> **The task**: Each entry shown below is to be reproduced exactly.

======== Material provided

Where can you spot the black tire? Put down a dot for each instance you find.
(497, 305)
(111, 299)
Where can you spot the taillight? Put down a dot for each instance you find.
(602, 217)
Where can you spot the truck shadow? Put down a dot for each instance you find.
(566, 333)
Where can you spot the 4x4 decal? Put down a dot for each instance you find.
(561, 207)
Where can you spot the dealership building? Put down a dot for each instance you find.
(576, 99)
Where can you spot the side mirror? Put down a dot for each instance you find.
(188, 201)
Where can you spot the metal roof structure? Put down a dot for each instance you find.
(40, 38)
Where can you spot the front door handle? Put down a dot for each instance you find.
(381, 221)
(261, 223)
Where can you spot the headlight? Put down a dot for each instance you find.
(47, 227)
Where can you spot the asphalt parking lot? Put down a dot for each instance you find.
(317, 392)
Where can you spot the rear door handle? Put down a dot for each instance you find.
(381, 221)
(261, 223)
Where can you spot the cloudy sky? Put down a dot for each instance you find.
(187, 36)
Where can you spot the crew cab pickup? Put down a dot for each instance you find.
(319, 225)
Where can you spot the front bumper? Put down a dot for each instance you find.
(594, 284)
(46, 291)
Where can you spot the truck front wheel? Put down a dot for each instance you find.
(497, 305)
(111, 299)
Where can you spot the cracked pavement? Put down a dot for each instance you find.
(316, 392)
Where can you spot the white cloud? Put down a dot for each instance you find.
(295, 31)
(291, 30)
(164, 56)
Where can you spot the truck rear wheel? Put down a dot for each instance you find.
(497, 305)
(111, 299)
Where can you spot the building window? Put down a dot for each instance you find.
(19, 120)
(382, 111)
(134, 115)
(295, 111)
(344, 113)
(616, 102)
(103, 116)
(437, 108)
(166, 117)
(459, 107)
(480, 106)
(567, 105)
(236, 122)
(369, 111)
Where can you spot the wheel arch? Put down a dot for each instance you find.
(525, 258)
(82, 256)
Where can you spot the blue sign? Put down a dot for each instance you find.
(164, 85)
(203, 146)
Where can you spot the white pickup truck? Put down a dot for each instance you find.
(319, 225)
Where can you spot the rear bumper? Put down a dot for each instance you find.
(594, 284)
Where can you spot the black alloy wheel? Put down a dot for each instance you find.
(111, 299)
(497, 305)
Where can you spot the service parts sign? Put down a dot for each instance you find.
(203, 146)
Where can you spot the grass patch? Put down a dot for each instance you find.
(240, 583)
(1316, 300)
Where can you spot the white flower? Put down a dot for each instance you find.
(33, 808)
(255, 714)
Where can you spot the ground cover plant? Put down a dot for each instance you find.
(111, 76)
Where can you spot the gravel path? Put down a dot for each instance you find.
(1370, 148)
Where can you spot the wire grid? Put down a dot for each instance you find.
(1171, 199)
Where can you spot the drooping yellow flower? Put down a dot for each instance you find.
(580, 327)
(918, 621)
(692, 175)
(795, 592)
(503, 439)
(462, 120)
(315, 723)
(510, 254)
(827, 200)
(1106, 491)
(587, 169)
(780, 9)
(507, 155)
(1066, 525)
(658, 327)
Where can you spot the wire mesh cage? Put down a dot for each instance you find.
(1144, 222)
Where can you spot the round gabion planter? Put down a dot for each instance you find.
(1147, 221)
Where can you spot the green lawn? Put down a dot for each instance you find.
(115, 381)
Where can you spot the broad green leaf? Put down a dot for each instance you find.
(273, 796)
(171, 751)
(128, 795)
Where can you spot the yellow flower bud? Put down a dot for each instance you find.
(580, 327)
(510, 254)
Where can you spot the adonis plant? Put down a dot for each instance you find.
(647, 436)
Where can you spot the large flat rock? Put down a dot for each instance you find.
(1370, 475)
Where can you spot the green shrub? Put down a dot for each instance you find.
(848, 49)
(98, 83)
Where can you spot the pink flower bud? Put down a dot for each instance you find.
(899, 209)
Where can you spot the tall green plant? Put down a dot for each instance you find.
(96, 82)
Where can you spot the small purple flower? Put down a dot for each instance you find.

================

> **Answer for the task**:
Where can you spot the black tire? Put down a dot for each instance you find.
(497, 305)
(111, 299)
Where can you spot the taillight? Put down a dot for each instance you find.
(602, 217)
Where can you spot the truck shadow? Put down a dot for each instance you find.
(566, 333)
Where can you spot the 4x4 decal? Put down a dot for each instance you find.
(561, 207)
Where can you spot the dealership building? Put down a dot for each instance you find.
(576, 99)
Where can you spot the side mirror? Put down a dot for each instance you find.
(188, 201)
Where can you spot the metal roof structure? Put down a dot for each instance you find.
(40, 38)
Where can you spot the front door handle? Put down a dot for each instance you find.
(381, 221)
(261, 223)
Where can you spot the headlight? Put down a dot for each instance you find.
(47, 227)
Where can you spot the asphalt parking lot? Put down a dot for each instance you find.
(317, 392)
Where can you spot the rear door handle? Put down a dot for each instance you find.
(381, 221)
(261, 223)
Where can you spot the cloudy sky? Put down a dot for each instance you find.
(187, 36)
Where can you spot the crew cab pickup? Put down a dot for each instance you find.
(319, 225)
Where can you spot the front bumper? Put down a dot for each instance you find.
(594, 284)
(46, 291)
Where can you spot the truck front wheel? Put down a dot for each instance you find.
(497, 305)
(111, 299)
Where can you spot the cracked pavement? Put down a dot for each instance you find.
(316, 392)
Where can you spot the white cloud? Put down a dot for each instance you find.
(295, 31)
(291, 30)
(164, 56)
Where can you spot the truck rear wheel? Put down a dot for each instance you find.
(497, 305)
(111, 299)
Where can you spot the building window? Put down a dot for each instance you find.
(19, 120)
(382, 111)
(134, 115)
(295, 111)
(344, 113)
(616, 102)
(103, 116)
(437, 108)
(166, 117)
(459, 107)
(480, 106)
(567, 105)
(236, 122)
(369, 111)
Where can you spot the wheel arch? Put down a dot for each instance you find.
(525, 258)
(82, 256)
Where can you spot the blue sign? Put down a dot for each instance you find.
(164, 85)
(203, 146)
Where can you spot the white pickup truck? Put down a dot for each instance you find.
(319, 225)
Where can you spot the rear bumper? Put down a dot for each instance you find.
(594, 284)
Where can you spot the black alloy wheel? Put down a dot for each instance you find.
(111, 299)
(497, 305)
Where can you spot the service parts sign? Put down a dot for each instance you find.
(203, 146)
Where can you spot the grass patch? Put down a dot for each instance you find.
(240, 583)
(1316, 300)
Where can you spot the white flower? Put down a dot for each instance you find.
(33, 808)
(255, 714)
Where can you spot the ground cover plant? Put down a dot for each instance you find.
(111, 76)
Where can you spot the gravel path? Put down a dot for each instance you find.
(1370, 148)
Where can you spot the wire grid? Put down a dot for each instance you find.
(1171, 199)
Where can you spot the drooping yellow flower? Put down a dot for each instance you find.
(580, 327)
(918, 621)
(692, 175)
(795, 592)
(503, 439)
(462, 120)
(315, 723)
(510, 254)
(827, 200)
(1106, 491)
(587, 169)
(780, 9)
(507, 155)
(1066, 525)
(658, 327)
Where can you spot the wire mesh cage? Put down a dot for each instance you find.
(1144, 222)
Where can you spot the round gabion planter? Put down a dot for each instance you find.
(1147, 221)
Where can you spot the green lawn? Put down a dot for each instance you find.
(115, 381)
Where can you spot the broad green leaf? Put down a dot for each instance you find.
(273, 796)
(171, 751)
(128, 795)
Where can you spot the yellow flower bud? Put down a dot for each instance you find.
(580, 327)
(510, 254)
Where can you spot the adonis plant? Put down a dot for each instance you find.
(647, 436)
Where can you spot the large flat rock? Put down a dot for each instance you find.
(1370, 475)
Where can you spot the green shrub? Put down a dot for each instance you find.
(848, 49)
(98, 83)
Where can you spot the pink flower bud? Put down a dot for each instance you find.
(899, 209)
Where can you spot the tall green plant? Put down a dot for each instance you find.
(96, 82)
Where can you spot the small purple flower? Put down a dot for each instance you find.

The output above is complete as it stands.